**抜粋文**.
────

名前 | 赤松円心(法名) |
本名 | 赤松則村 |
生没年 | 1277年ー1350年 |
時代 | 鎌倉時代ー南北朝時代 |
一族 | 父:赤松茂則 子:則祐、 範資、 氏範、 貞範 |
コメント | 鎌倉幕府の滅亡と室町幕府の勃興に大きく貢献 |
赤松円心は倒幕での戦いで活躍し、一時は京都に攻め入るなどもしています。
赤松円心は兵を操るのが巧みであり、六波羅探題の軍を翻弄しました。
建武の新政では播磨守護に任命されますが、短期間で解任されています。
足利尊氏が近畿の戦いで敗れた時には、九州に逃れる様に進言するだけではなく、光厳上皇の院宣を獲得する様に述べています。
足利尊氏や直義は赤松円心の戦略を実行し室町幕府を誕生させたと言えるでしょう。
尚、赤松円心には赤松則村という名もありますが、法名である円心の方が聞きなれた人も多く、ここでは赤松円心で話を進めていきます。

────

**提供データ**.

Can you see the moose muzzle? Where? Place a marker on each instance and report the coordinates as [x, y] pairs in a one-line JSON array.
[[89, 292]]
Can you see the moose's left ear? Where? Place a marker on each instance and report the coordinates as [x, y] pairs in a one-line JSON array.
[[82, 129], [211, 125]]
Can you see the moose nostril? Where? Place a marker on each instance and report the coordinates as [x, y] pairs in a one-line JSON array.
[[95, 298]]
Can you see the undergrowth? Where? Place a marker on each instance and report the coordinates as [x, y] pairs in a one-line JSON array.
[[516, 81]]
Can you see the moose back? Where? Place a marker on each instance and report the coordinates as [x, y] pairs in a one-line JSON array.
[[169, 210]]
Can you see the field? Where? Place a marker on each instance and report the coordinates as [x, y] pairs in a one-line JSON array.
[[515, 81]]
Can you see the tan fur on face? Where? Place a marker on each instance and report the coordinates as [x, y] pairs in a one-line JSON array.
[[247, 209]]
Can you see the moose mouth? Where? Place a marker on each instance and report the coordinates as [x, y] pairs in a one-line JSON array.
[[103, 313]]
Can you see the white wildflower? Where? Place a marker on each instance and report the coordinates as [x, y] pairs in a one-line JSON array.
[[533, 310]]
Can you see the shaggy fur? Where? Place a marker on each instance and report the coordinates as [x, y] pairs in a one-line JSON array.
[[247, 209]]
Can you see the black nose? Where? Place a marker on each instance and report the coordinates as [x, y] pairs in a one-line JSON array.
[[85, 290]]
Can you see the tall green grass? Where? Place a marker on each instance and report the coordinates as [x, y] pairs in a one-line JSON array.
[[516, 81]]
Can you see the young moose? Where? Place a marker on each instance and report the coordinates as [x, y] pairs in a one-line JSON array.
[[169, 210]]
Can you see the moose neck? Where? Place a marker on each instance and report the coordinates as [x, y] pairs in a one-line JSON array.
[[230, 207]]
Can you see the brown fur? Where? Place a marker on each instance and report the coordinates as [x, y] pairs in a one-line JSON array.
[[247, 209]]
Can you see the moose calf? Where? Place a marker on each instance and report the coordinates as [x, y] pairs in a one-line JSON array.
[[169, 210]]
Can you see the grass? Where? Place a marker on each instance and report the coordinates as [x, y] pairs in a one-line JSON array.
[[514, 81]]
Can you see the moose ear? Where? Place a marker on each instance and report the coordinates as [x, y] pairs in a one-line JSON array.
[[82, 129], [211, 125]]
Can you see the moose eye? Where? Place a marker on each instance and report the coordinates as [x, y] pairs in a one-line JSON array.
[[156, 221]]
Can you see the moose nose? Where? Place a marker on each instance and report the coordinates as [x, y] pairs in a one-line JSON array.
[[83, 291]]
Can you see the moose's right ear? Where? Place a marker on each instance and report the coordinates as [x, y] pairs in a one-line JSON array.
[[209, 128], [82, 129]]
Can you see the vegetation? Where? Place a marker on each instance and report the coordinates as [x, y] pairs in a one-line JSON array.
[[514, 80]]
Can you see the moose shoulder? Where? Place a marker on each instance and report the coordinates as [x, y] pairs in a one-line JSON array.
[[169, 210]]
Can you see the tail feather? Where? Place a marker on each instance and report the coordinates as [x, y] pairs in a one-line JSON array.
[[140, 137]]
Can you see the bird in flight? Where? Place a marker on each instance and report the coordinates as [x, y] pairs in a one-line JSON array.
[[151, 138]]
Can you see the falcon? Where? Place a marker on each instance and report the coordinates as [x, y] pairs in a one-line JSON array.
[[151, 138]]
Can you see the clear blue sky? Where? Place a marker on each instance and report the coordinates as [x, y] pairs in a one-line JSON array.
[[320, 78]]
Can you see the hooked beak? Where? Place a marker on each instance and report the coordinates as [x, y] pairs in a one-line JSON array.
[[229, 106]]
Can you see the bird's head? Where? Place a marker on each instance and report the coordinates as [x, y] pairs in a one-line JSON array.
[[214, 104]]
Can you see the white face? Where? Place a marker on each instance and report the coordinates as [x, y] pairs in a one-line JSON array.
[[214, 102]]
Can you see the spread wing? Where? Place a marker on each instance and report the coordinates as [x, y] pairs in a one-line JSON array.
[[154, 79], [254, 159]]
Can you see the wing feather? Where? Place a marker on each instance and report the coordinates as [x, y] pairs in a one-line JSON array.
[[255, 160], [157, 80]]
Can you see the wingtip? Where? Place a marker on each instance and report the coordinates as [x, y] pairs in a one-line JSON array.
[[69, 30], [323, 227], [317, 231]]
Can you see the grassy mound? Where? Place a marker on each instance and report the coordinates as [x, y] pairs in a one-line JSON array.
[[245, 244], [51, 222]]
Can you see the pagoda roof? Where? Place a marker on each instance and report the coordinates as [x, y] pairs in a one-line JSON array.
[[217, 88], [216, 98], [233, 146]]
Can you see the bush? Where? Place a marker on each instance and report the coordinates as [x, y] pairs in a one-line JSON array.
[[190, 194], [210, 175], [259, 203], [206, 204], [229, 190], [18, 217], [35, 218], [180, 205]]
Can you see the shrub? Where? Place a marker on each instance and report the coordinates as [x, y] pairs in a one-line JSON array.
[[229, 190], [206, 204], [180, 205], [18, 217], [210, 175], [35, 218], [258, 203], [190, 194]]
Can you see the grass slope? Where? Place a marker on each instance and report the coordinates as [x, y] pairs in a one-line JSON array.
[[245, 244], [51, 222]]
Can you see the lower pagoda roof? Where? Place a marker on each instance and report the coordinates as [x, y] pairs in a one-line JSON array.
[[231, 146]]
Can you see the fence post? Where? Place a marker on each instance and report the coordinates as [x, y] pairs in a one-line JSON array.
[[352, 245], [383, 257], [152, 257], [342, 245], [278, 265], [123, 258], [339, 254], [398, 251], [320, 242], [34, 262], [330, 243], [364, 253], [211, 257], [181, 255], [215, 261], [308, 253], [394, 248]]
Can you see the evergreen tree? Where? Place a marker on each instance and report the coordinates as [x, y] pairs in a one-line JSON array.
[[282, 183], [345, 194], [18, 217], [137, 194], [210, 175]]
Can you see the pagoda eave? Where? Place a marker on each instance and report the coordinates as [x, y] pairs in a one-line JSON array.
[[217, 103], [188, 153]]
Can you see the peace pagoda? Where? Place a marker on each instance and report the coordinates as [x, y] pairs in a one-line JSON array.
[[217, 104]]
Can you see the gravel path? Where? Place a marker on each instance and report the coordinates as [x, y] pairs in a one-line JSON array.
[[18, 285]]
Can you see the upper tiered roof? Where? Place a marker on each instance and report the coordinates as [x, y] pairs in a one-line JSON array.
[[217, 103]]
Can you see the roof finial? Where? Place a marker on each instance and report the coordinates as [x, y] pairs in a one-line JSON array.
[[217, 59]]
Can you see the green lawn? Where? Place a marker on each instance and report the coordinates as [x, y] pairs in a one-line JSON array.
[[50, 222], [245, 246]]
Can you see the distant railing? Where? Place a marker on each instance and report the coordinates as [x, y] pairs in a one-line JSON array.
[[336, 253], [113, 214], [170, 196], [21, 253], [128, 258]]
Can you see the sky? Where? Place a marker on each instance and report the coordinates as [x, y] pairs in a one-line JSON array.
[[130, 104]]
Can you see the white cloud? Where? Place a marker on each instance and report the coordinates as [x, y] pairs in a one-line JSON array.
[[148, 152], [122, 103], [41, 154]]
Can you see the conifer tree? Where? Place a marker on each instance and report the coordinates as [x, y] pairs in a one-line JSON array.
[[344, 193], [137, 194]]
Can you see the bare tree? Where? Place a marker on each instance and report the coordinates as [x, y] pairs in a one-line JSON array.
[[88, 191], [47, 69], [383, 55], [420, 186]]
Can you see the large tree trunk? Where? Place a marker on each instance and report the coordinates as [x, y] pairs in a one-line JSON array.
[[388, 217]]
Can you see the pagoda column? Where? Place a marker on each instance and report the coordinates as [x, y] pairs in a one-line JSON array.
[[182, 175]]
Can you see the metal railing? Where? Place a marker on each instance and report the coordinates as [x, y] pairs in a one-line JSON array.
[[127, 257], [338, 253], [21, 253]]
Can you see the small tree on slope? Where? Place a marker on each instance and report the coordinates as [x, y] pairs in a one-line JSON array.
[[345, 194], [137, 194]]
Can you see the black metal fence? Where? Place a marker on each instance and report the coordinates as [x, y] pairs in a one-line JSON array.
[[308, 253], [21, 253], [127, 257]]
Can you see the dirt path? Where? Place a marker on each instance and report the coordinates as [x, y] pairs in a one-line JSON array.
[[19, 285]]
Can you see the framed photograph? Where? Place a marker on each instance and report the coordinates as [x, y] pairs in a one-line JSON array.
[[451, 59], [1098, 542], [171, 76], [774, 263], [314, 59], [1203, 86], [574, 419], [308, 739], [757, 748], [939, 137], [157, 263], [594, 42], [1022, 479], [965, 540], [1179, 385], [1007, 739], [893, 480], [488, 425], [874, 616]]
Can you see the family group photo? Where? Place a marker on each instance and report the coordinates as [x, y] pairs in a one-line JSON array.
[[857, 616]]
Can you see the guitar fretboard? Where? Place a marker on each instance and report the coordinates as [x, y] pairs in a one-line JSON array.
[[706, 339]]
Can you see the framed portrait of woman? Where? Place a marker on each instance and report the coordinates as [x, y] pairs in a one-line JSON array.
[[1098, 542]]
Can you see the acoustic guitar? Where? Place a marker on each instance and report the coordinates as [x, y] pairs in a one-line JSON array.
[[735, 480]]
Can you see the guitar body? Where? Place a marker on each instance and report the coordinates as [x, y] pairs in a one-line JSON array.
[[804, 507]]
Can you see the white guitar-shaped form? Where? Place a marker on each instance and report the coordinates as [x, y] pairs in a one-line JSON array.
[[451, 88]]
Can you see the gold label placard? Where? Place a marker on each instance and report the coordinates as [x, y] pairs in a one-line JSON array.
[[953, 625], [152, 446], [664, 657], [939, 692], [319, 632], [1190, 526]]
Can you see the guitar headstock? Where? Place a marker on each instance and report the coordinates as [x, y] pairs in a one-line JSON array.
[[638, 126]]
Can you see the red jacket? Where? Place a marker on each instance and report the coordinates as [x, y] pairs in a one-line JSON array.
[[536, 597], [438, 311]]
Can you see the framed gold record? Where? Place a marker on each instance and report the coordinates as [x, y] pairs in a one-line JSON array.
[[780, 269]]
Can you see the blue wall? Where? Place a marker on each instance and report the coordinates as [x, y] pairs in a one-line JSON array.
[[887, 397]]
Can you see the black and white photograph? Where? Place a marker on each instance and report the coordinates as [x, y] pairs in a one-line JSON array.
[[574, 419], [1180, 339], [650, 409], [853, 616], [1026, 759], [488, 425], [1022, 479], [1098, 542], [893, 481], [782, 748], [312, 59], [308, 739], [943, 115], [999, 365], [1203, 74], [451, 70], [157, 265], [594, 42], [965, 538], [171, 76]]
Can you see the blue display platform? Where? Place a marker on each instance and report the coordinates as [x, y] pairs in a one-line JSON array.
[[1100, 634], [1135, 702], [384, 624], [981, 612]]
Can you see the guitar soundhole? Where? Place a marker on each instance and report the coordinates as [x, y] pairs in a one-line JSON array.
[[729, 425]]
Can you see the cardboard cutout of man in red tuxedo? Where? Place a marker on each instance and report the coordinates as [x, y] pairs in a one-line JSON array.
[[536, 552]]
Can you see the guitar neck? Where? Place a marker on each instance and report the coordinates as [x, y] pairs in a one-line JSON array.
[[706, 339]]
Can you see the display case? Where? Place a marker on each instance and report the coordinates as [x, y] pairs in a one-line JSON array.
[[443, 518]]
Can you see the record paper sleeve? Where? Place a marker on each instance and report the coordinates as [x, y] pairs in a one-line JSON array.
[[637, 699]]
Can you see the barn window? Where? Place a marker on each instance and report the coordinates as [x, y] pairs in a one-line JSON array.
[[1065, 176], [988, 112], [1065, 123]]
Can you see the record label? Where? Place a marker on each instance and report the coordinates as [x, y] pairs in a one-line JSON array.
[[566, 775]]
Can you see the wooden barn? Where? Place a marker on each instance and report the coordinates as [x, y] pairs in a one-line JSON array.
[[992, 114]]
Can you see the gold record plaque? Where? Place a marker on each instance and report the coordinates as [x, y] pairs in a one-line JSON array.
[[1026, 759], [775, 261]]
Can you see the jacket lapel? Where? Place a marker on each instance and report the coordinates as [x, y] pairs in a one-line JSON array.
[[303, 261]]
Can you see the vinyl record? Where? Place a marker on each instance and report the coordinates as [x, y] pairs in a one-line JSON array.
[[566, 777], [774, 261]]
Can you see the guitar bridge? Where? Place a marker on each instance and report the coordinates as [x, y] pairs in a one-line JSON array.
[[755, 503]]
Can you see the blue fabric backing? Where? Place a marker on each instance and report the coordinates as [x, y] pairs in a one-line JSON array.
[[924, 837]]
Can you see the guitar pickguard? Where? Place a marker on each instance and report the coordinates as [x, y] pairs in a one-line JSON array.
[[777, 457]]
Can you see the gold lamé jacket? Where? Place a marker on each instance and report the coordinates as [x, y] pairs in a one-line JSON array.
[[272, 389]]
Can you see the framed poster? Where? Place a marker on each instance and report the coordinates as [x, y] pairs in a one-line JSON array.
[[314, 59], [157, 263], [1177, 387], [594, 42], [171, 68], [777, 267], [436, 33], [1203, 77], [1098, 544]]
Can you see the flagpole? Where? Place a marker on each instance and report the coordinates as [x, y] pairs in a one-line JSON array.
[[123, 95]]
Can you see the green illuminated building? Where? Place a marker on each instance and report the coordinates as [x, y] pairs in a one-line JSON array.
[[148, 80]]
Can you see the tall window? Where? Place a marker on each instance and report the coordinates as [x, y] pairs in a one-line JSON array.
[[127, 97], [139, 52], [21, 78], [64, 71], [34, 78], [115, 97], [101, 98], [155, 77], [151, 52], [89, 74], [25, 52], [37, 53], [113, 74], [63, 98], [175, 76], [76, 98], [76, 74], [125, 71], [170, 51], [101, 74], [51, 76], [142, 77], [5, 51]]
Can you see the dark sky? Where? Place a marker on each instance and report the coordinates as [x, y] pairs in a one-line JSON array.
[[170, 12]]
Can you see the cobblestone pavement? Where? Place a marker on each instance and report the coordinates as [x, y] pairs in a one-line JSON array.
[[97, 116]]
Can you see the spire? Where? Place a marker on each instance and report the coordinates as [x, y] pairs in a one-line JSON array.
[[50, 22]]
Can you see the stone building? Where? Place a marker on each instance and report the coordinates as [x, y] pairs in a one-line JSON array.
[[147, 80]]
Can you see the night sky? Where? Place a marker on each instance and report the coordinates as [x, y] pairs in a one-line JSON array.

────

**短い課題 1**. 抜粋文によると、赤松円心は建武の新政で何に任命されたか。
**短い課題 2**.
次の(a)〜(c)が抜粋文の内容と合っているかを、それぞれ「はい」か「いいえ」で答えよ。判断の根拠となる抜粋文の語句もそのまま引用すること。
(a) 赤松円心の父は赤松茂則である。
(b) 足利尊氏が近畿の戦いで敗れた時、赤松円心は四国に逃れるよう進言した。
(c) この文章では本名の赤松則村で話を進めている。

**解答全文 1**. 播磨守護に任命された。

**解答全文 2**.
(a) はい。「父:赤松茂則」
(b) いいえ。「九州に逃れる様に進言する」
(c) いいえ。「ここでは赤松円心で話を進めていきます」